_Extracted text:_
=====

Detect transposon absense in the reference genome

This module renders the same code as TEMP. Typing TEMP2 absence shows the help information:


usage: ./TEMP2_absence.sh -i input_file.sorted.bam -s scripts_directory -o output_directory -r transposon_rpmk.bed -t reference.2bit -f fragment_size -c CPUs -h

TEMP is a software package for detecting transposable elements (TEs)
insertions and excisions from pooled high-throughput sequencing data.
Please send questions, suggestions and bug reports to:
jiali.zhuang@umassmed.edu

Options:
        -i     Input file in bam format with full path. Please sort and index the file before calling this program.
               Sorting and indexing can be done by 'samtools sort' and 'samtools index'
        -s     Directory where all the scripts are
        -o     Path to output directory. Default is current directory
        -r     Annotated transposon positions in the genome (e.g., repeakMask) in bed6 format with full path
        -t     2bit file for the reference genome (can be downloaded from UCSC Genome Browser)
        -f     An integer specifying the length of the fragments (inserts) of the library. Default is 500
        -x     The minimum score difference between the best hit and the second best hit for considering a read as uniquely mapped. For BWA MEM.
        -c     An integer specifying the number of CPUs used. Default is 4
        -h     Show help message

For transposon absence analysis, the summay output file remains exactly the same as TEMP.

  1. test.absence.refined.bp.summary: There are 9 columns in the summary file and their meanings are listed below:
    Column 1,2&3: Reference genome position (chromosome, start, and end) of the transposon absence.
    Column 4: The TE family that the detected insertion belongs to.
    Column 5: Junctions at 5’ of the excised TE. The two numbers are the coordinates of the junctions on the two strands.
    Column 6: Junctions at 3’ of the excised TE. The two numbers are the coordinates of the junctions on the two strands.
    Column 7: The number of reads supporting the absence.
    Column 8: The number of reads supporting the reference (no absence).
    Column 9: Estimated population frequency of the detected absence event.

Release information

TEMP2-v0.1.4

  1. Add -G for users to input number of genomes used in the library and TEMP2 can automatically choose threshold to detect potential de novo insertions.

TEMP2-v0.1.3

  1. Change -C from self-defined read cutoff to self-defined frequency cutoff.

TEMP2-v0.1.2:

  1. By default, TEMP2 hypothesize that de novo insertions that are derived during individual development is full-length. However, a few transposons does have truncated insertions, such as 5' truncated L1 elements. Now, users can use the option -T to allow truncated de novo insertions. In this option, TEMP2 will firstly mark those truncated insertions that are supported by at least 3 reads at both ends. Then marked truncated insertions together with full-length insertions are used by TEMP2 for estimating de novo insertion numbers.

=====

_Data segment:_
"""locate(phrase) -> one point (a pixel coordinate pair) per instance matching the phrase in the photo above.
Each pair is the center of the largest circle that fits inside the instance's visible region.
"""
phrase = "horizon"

=====

_What you need to do:_
A) In the TEMP2 documentation, what is the default value for the -f option?
B) Rewrite the TEMP2 documentation from "Column 5: Junctions" up to and including "potential de novo insertions.", with "reads" changed to "fragments".
C) According to the TEMP2 documentation, why did TEMP2-v0.1.2 add the -T option?

_Completed exercise:_
A) 500

B)
Column 5: Junctions at 5’ of the excised TE. The two numbers are the coordinates of the junctions on the two strands.
    Column 6: Junctions at 3’ of the excised TE. The two numbers are the coordinates of the junctions on the two strands.
    Column 7: The number of fragments supporting the absence.
    Column 8: The number of fragments supporting the reference (no absence).
    Column 9: Estimated population frequency of the detected absence event.

Release information

TEMP2-v0.1.4

  1. Add -G for users to input number of genomes used in the library and TEMP2 can automatically choose threshold to detect potential de novo insertions.

C) By default, TEMP2 assumes that de novo insertions arising during individual development are full-length. A few transposons do have truncated insertions, such as 5' truncated L1 elements, so -T lets users allow truncated de novo insertions.